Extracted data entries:
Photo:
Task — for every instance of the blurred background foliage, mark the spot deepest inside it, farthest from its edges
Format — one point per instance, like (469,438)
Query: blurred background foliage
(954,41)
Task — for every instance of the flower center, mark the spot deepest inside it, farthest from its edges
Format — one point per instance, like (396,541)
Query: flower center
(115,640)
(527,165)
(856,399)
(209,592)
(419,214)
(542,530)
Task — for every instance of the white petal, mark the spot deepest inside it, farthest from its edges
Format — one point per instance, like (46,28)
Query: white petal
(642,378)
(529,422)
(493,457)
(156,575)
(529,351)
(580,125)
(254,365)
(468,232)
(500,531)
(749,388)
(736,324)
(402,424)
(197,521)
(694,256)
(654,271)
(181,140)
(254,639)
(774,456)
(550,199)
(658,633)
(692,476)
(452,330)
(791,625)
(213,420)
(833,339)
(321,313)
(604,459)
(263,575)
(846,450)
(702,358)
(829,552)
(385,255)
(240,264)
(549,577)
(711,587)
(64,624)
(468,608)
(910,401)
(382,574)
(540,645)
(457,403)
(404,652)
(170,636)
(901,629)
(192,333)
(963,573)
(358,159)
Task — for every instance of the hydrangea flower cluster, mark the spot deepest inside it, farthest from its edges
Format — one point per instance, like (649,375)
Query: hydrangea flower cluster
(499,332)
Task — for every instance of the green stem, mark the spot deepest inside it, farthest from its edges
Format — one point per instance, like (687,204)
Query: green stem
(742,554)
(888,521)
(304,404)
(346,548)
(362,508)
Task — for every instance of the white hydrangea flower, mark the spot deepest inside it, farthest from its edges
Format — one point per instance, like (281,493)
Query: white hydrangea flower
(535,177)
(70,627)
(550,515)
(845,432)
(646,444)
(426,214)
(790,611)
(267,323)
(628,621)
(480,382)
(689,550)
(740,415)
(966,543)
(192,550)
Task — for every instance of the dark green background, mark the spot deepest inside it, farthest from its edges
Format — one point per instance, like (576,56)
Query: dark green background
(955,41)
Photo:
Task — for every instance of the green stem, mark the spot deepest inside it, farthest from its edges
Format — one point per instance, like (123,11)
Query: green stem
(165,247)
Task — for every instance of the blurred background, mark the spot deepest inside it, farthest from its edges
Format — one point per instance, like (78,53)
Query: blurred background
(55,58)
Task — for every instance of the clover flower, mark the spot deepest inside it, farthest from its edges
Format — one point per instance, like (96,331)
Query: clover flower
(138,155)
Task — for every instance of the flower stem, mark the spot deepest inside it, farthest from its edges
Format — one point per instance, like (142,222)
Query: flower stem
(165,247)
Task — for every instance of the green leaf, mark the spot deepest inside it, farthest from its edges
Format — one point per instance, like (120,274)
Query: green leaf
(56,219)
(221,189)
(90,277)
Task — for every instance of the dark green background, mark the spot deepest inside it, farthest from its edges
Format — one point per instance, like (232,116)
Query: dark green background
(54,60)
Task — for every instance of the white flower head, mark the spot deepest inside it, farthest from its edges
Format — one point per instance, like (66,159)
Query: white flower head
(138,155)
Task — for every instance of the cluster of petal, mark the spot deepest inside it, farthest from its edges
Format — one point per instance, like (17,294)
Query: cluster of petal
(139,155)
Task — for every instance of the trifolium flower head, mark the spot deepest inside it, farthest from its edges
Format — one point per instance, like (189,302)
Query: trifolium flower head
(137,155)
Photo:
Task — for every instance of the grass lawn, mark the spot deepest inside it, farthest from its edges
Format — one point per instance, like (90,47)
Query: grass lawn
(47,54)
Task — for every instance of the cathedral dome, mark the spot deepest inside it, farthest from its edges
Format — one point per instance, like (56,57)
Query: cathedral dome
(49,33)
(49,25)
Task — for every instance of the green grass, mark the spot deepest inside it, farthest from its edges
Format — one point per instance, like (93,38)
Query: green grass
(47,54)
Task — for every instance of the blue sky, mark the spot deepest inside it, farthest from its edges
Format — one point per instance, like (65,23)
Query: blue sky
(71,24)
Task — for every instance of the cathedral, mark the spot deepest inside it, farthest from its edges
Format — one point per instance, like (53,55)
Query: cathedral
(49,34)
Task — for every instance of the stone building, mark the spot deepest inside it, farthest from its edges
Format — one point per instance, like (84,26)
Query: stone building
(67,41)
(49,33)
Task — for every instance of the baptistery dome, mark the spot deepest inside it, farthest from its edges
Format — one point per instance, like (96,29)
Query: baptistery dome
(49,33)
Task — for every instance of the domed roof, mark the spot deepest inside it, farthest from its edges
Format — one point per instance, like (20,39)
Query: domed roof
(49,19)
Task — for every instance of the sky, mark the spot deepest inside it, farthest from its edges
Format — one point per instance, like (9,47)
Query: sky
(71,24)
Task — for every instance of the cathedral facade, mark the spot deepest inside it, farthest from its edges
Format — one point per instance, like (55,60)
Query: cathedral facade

PROBLEM TO WORK ON – Rewrite all of the records above as a numbered list, skipping any blank lines.

PROBLEM SOLUTION –
1. Photo:
2. Task — for every instance of the blurred background foliage, mark the spot deepest inside it, farthest from its edges
3. Format — one point per instance, like (469,438)
4. Query: blurred background foliage
5. (954,41)
6. Task — for every instance of the flower center, mark the spot deepest inside it, farthest from its edges
7. Format — one point per instance, like (396,541)
8. Query: flower center
9. (115,640)
10. (527,165)
11. (856,399)
12. (209,592)
13. (419,214)
14. (542,530)
15. Task — for every instance of the white petal, mark the spot deepest inside it, farthest from its edges
16. Format — one point per instance, like (46,28)
17. Query: white petal
18. (642,378)
19. (529,422)
20. (493,457)
21. (156,575)
22. (529,351)
23. (580,125)
24. (254,365)
25. (468,232)
26. (500,531)
27. (749,388)
28. (736,324)
29. (402,424)
30. (197,521)
31. (694,256)
32. (654,271)
33. (181,140)
34. (254,639)
35. (774,456)
36. (550,199)
37. (658,633)
38. (692,476)
39. (452,330)
40. (791,625)
41. (213,420)
42. (833,339)
43. (321,313)
44. (604,459)
45. (263,575)
46. (846,450)
47. (702,358)
48. (829,552)
49. (385,255)
50. (240,264)
51. (549,577)
52. (711,587)
53. (64,624)
54. (468,608)
55. (910,401)
56. (382,574)
57. (540,645)
58. (457,403)
59. (404,652)
60. (170,636)
61. (901,629)
62. (192,333)
63. (963,573)
64. (358,159)
65. Task — for every instance of the hydrangea flower cluster, mark the spot deepest inside it, farthest from its edges
66. Format — one point per instance, like (649,375)
67. Query: hydrangea flower cluster
68. (499,332)
69. Task — for every instance of the green stem, mark the spot deepest inside it, farthest from its edges
70. Format — one point per instance, like (687,204)
71. Query: green stem
72. (742,554)
73. (888,521)
74. (304,404)
75. (346,548)
76. (362,508)
77. Task — for every instance of the white hydrangea flower, mark the spot deepest inside it, farthest from its edges
78. Format — one point per instance, like (281,493)
79. Query: white hydrangea flower
80. (535,177)
81. (70,627)
82. (550,515)
83. (845,432)
84. (646,444)
85. (426,214)
86. (790,611)
87. (267,323)
88. (628,621)
89. (480,382)
90. (689,550)
91. (740,415)
92. (966,543)
93. (192,550)
94. Task — for every instance of the dark green background, mark the spot deepest inside it, farthest from its edges
95. Format — one point per instance, like (576,56)
96. Query: dark green background
97. (955,41)
98. Photo:
99. Task — for every instance of the green stem, mark the spot deepest inside it, farthest from its edges
100. Format — one point per instance, like (123,11)
101. Query: green stem
102. (165,247)
103. Task — for every instance of the blurred background, mark the spot deepest inside it, farthest from its edges
104. Format — one point per instance, like (78,53)
105. Query: blurred background
106. (55,58)
107. Task — for every instance of the clover flower, mark the spot deepest inside it, farthest from its edges
108. Format — one point per instance, like (96,331)
109. Query: clover flower
110. (138,155)
111. Task — for every instance of the flower stem, mark the spot deepest inside it, farthest from its edges
112. Format — one point per instance, like (142,222)
113. Query: flower stem
114. (165,247)
115. Task — for every instance of the green leaf, mark the spot deepest inside it, farthest from its edges
116. Format — one point per instance, like (120,274)
117. Query: green leaf
118. (56,219)
119. (221,189)
120. (90,277)
121. Task — for every instance of the dark green background, mark the spot deepest inside it, farthest from its edges
122. Format — one point per instance, like (232,116)
123. Query: dark green background
124. (54,60)
125. Task — for every instance of the white flower head, mark the spot deepest inside it, farthest from its edges
126. Format — one point per instance, like (66,159)
127. Query: white flower head
128. (138,155)
129. Task — for every instance of the cluster of petal, mark the spot deepest inside it, farthest from its edges
130. Format — one point per instance, like (17,294)
131. Query: cluster of petal
132. (139,155)
133. Task — for every instance of the trifolium flower head, mark the spot deepest inside it, farthest from its edges
134. Format — one point per instance, like (189,302)
135. Query: trifolium flower head
136. (137,155)
137. Photo:
138. Task — for every instance of the grass lawn, mark the spot deepest inside it, farthest from its edges
139. Format — one point per instance, like (90,47)
140. Query: grass lawn
141. (47,54)
142. Task — for every instance of the cathedral dome, mark the spot deepest inside it, farthest from its edges
143. Format — one point per instance, like (56,57)
144. Query: cathedral dome
145. (49,33)
146. (49,25)
147. Task — for every instance of the green grass, mark the spot deepest inside it, farthest from its edges
148. Format — one point per instance, like (93,38)
149. Query: green grass
150. (47,54)
151. Task — for every instance of the blue sky, mark the spot deepest inside it, farthest from its edges
152. Format — one point per instance, like (65,23)
153. Query: blue sky
154. (71,24)
155. Task — for every instance of the cathedral, mark the spot deepest inside it, farthest from its edges
156. Format — one point per instance, like (53,55)
157. Query: cathedral
158. (49,34)
159. Task — for every instance of the stone building, mark the spot deepest inside it, farthest from its edges
160. Format — one point per instance, like (84,26)
161. Query: stone building
162. (67,41)
163. (49,33)
164. Task — for every instance of the baptistery dome, mark the spot deepest inside it, farthest from its edges
165. Format — one point per instance, like (96,29)
166. Query: baptistery dome
167. (49,33)
168. Task — for every instance of the domed roof, mark the spot deepest inside it, farthest from its edges
169. Format — one point per instance, like (20,39)
170. Query: domed roof
171. (49,19)
172. Task — for every instance of the sky, mark the spot deepest inside it, farthest from its edges
173. Format — one point per instance, like (9,47)
174. Query: sky
175. (71,24)
176. Task — for every instance of the cathedral facade, mark the spot deepest inside it, farthest from its edges
177. Format — one point per instance, like (55,60)
178. Query: cathedral facade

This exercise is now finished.